SET TASKS
A. In the post about adding children to a deed, shorten the paragraph that begins "Here is the usual situation" into a bulleted list that keeps its main facts.
B. From the post about adding children to a deed, return the text between "You need to" and "go through probate.", inclusive, copied word for word.

PASSAGE
Think Before Adding Children to a Deed

house with percent signWe get a LOT of calls from people who want to add their children or another family member to the deed to their house. They have the best intentions – but they may be making a giant financial mistake!

You need to seriously consider the tax and financial implications of adding someone to the deed to your house.

The purpose of this post is to make people aware of the possible consequences, and to make sure they have thought this through before taking action.

Here is the usual situation – you own a house or other piece of real estate that will be inherited by your children. You desire to pass that property onto your children without fear of taxes or probate. So, you call a lawyer to deed the property over from yourself as sole owner, to yourself and your children as joint owners. That way, when you pass away, your children are the owners of the house and you didn’t have to go through probate.

From a legal point of view, you are 100% correct. If multiple people jointly own a piece of real property as joint tenants with right of survivorship, and one person dies, that deceased owner’s interests in the real property automatically transfers to the joint owners. There is no need for a deed, probate, or other formal legal proceeding.

BUT (and this is a very big but!) you are forgetting about the tax consequences of this maneuver. You are forgetting about capital gains taxes. You should never deed over a piece of real property to your children without considering the tax consequences.

[Image point annotation entries]
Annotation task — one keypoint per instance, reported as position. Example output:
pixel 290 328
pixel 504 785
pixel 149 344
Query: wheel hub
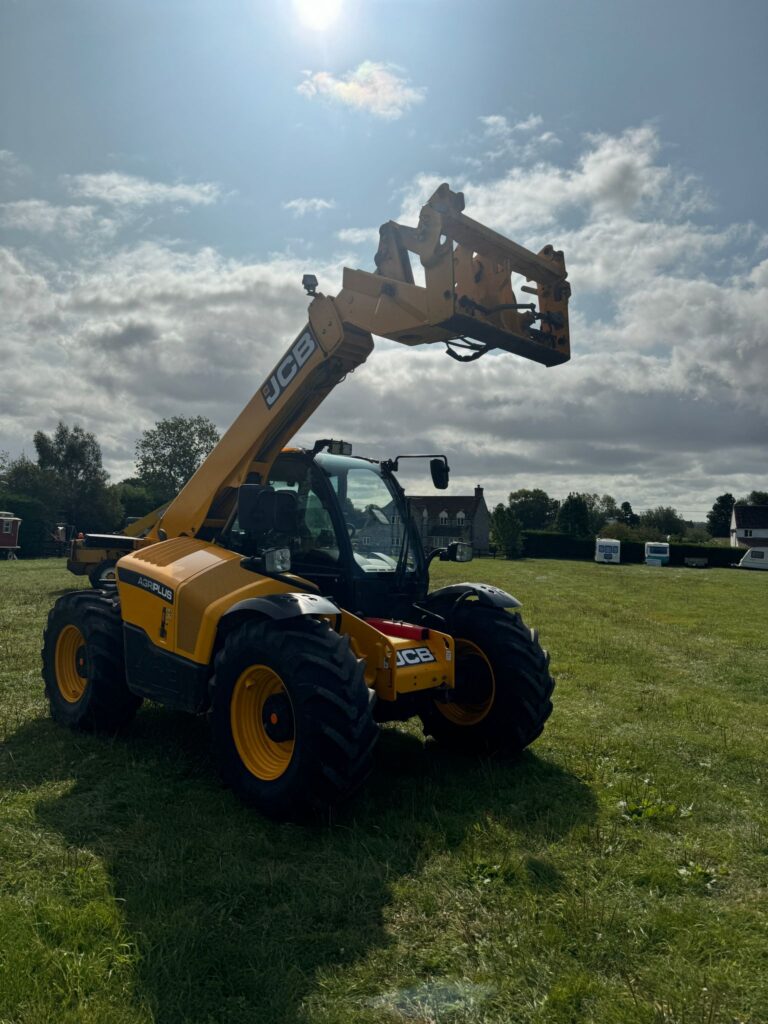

RESPONSES
A.
- You own a house or other real estate that your children will inherit.
- You want to pass it on to them without fear of taxes or probate.
- You have a lawyer deed the property from you as sole owner to you and your children as joint owners.
- When you die, your children own the house, and no probate is needed.

B.
You need to seriously consider the tax and financial implications of adding someone to the deed to your house.

The purpose of this post is to make people aware of the possible consequences, and to make sure they have thought this through before taking action.

Here is the usual situation – you own a house or other piece of real estate that will be inherited by your children. You desire to pass that property onto your children without fear of taxes or probate. So, you call a lawyer to deed the property over from yourself as sole owner, to yourself and your children as joint owners. That way, when you pass away, your children are the owners of the house and you didn’t have to go through probate.